» TASK OBJECTIVE:
Reproduce every line of the material below word for word, with nothing added or left out.

** START OF DATA SHOWN **

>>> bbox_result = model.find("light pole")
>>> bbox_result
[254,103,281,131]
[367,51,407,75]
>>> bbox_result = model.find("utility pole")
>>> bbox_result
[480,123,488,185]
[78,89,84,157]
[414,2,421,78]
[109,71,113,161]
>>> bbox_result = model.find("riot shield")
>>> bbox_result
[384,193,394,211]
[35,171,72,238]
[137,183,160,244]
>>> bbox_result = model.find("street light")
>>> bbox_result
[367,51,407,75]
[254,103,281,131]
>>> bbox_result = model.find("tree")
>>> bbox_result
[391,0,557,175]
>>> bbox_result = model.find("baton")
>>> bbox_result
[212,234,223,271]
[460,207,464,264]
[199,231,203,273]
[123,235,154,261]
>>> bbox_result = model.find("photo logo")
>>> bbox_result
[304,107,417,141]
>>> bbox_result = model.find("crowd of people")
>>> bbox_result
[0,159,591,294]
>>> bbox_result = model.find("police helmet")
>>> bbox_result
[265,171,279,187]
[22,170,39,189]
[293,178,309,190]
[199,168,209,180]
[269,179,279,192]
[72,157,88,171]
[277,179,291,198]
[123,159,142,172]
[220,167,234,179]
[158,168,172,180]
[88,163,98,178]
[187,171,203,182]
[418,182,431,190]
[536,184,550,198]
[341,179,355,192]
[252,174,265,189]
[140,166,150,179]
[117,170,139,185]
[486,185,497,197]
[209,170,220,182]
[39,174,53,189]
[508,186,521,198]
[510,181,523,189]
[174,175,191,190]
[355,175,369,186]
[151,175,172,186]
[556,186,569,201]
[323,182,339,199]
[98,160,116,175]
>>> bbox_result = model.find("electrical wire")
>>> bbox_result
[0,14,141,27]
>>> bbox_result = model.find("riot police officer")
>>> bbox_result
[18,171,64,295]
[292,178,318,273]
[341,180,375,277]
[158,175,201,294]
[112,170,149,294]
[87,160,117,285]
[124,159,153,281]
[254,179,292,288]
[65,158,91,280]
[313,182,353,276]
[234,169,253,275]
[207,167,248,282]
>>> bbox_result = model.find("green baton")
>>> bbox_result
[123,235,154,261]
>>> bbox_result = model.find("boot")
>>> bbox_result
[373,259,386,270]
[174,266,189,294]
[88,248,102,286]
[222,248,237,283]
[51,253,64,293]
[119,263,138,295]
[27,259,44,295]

** END OF DATA SHOWN **

» RESULT BELOW:
>>> bbox_result = model.find("light pole")
>>> bbox_result
[254,103,281,131]
[367,51,407,75]
>>> bbox_result = model.find("utility pole")
>>> bbox_result
[480,123,488,185]
[78,89,84,157]
[414,2,421,78]
[109,71,113,161]
>>> bbox_result = model.find("riot shield")
>>> bbox_result
[384,193,394,211]
[35,171,72,238]
[137,183,160,244]
>>> bbox_result = model.find("street light")
>>> bbox_result
[367,51,407,75]
[254,103,281,131]
>>> bbox_result = model.find("tree")
>>> bbox_result
[391,0,557,175]
>>> bbox_result = model.find("baton")
>>> bbox_result
[212,234,223,271]
[460,207,464,264]
[199,231,203,273]
[123,235,154,261]
>>> bbox_result = model.find("photo logo")
>>> bbox_result
[304,107,417,141]
>>> bbox_result = model.find("crowd of people")
>>> bbox_result
[0,159,591,294]
>>> bbox_result = model.find("police helmet")
>>> bbox_result
[265,171,279,187]
[22,170,39,189]
[293,178,309,190]
[199,168,209,180]
[269,179,279,192]
[72,157,88,171]
[277,179,291,198]
[123,159,142,172]
[220,167,234,179]
[158,168,172,180]
[88,163,98,178]
[187,171,203,182]
[418,182,431,190]
[536,184,550,198]
[341,179,355,192]
[252,174,265,189]
[140,166,150,179]
[117,170,139,185]
[486,185,497,197]
[209,170,220,182]
[39,174,53,189]
[508,186,521,198]
[510,181,523,189]
[174,175,191,190]
[355,175,369,186]
[151,175,172,186]
[556,186,569,201]
[323,182,339,199]
[98,160,116,175]
>>> bbox_result = model.find("electrical wire")
>>> bbox_result
[0,14,141,27]
>>> bbox_result = model.find("riot police officer")
>>> bbox_result
[18,171,64,295]
[292,178,318,273]
[341,180,375,277]
[158,175,201,294]
[112,170,149,294]
[87,160,117,285]
[124,159,153,281]
[254,179,292,288]
[65,158,91,280]
[313,182,353,276]
[234,169,253,275]
[207,167,248,282]
>>> bbox_result = model.find("green baton")
>>> bbox_result
[123,235,154,261]
>>> bbox_result = model.find("boot")
>>> bbox_result
[373,259,386,270]
[174,266,189,294]
[88,248,102,286]
[222,248,237,283]
[51,253,64,293]
[119,263,138,295]
[27,259,44,295]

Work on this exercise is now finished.